## The problem
Shift every bounding box coordinate in the answers up by 104, and write out again the entries from the start up to and including the line with "[47,120,400,200]", requests included. Leave the pictures out.

::::

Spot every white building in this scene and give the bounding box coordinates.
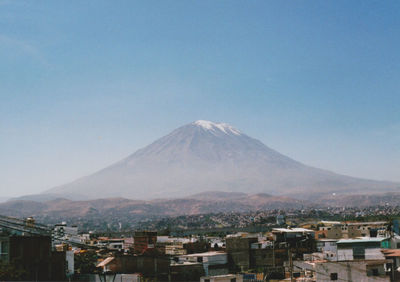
[179,252,228,276]
[293,259,390,282]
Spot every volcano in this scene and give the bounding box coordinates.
[45,120,400,200]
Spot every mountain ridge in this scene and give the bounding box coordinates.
[47,120,400,200]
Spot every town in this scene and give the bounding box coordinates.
[0,206,400,282]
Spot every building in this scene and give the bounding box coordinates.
[226,236,258,272]
[133,231,157,254]
[293,259,390,282]
[336,237,390,261]
[316,239,338,261]
[200,274,243,282]
[0,236,68,281]
[179,252,229,276]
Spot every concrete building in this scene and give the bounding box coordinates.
[200,274,243,282]
[293,259,390,282]
[0,236,67,281]
[226,236,258,272]
[179,252,229,276]
[316,239,338,261]
[133,231,157,254]
[336,237,390,261]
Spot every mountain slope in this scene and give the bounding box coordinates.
[47,121,400,199]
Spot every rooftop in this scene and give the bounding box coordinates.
[272,228,315,233]
[337,237,389,244]
[183,251,226,257]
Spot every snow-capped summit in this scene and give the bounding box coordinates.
[47,120,400,199]
[193,120,241,135]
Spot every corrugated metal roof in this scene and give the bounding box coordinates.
[337,237,389,244]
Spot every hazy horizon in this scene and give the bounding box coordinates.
[0,0,400,197]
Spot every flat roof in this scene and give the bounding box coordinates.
[183,252,226,257]
[337,237,389,244]
[272,228,315,233]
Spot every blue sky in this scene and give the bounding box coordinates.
[0,0,400,196]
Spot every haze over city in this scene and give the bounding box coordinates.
[0,0,400,197]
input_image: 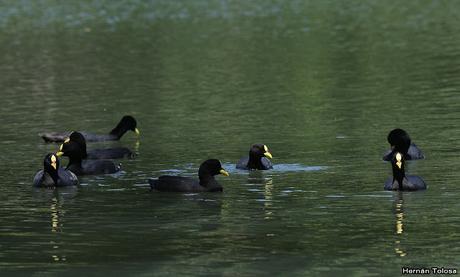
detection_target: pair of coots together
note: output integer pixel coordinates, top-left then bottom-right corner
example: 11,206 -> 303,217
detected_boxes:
33,115 -> 139,187
34,116 -> 273,192
383,129 -> 426,191
149,144 -> 273,192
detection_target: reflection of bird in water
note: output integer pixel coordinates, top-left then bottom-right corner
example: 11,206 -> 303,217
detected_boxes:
248,171 -> 273,219
395,193 -> 407,257
264,179 -> 273,219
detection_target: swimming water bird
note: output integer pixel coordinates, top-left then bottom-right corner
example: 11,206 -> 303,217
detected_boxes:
56,141 -> 120,175
384,152 -> 426,191
64,131 -> 135,160
39,115 -> 140,142
236,144 -> 273,170
149,159 -> 229,192
383,128 -> 425,161
33,153 -> 78,187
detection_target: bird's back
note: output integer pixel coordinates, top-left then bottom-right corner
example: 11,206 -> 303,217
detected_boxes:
149,175 -> 206,192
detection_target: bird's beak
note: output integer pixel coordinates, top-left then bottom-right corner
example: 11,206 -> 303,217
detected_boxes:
264,151 -> 273,159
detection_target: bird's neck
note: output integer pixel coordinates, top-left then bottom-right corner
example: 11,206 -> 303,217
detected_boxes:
199,174 -> 220,189
46,170 -> 59,185
393,164 -> 406,190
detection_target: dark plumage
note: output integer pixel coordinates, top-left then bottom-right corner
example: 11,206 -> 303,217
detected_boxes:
39,115 -> 139,142
65,131 -> 135,160
384,152 -> 426,191
149,159 -> 228,192
383,128 -> 425,161
236,144 -> 273,170
33,154 -> 78,187
56,141 -> 120,175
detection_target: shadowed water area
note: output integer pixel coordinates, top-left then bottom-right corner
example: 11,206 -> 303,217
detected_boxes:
0,0 -> 460,276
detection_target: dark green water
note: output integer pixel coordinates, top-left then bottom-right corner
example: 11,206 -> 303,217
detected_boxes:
0,0 -> 460,276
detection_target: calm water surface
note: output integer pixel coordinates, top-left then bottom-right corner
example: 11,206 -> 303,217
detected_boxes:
0,0 -> 460,276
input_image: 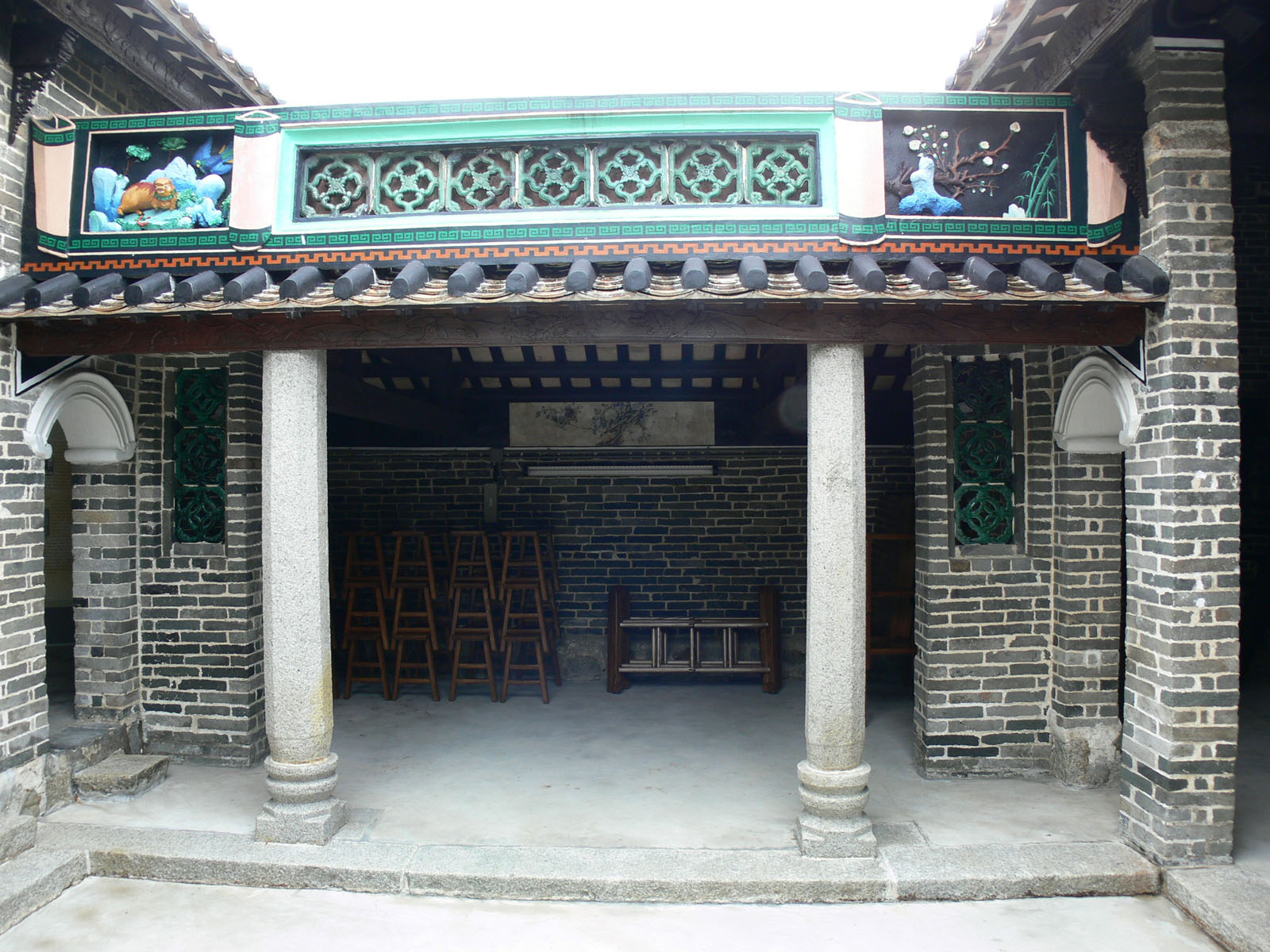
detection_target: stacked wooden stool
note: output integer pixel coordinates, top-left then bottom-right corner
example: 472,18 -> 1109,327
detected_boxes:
499,531 -> 561,703
448,531 -> 498,701
389,532 -> 441,701
344,532 -> 390,700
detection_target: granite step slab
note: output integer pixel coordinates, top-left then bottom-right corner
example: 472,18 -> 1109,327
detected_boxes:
75,754 -> 171,801
40,823 -> 1160,903
1164,866 -> 1270,952
0,816 -> 36,863
0,846 -> 87,931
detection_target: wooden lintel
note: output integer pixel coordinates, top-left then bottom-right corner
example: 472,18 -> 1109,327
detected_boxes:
10,301 -> 1145,359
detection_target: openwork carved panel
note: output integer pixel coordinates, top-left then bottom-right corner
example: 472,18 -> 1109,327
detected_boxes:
375,152 -> 446,214
300,152 -> 375,218
521,146 -> 591,208
671,142 -> 741,205
952,360 -> 1014,546
173,370 -> 226,542
446,148 -> 517,212
745,142 -> 819,205
297,138 -> 819,218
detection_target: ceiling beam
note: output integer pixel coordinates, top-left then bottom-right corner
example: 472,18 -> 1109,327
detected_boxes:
437,359 -> 758,379
17,301 -> 1147,357
459,386 -> 754,406
326,367 -> 468,440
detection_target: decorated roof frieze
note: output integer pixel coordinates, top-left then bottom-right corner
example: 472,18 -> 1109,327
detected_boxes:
20,91 -> 1137,267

::::

## Response to the exercise
Spot every white building in this scene and give the bounding box coordinates.
[283,356,332,380]
[397,363,494,386]
Spot every volcano in this scene and give the bounding box coordinates.
[149,224,504,304]
Spot every mountain ridge in this scene and give the bounding box coordinates.
[151,224,504,304]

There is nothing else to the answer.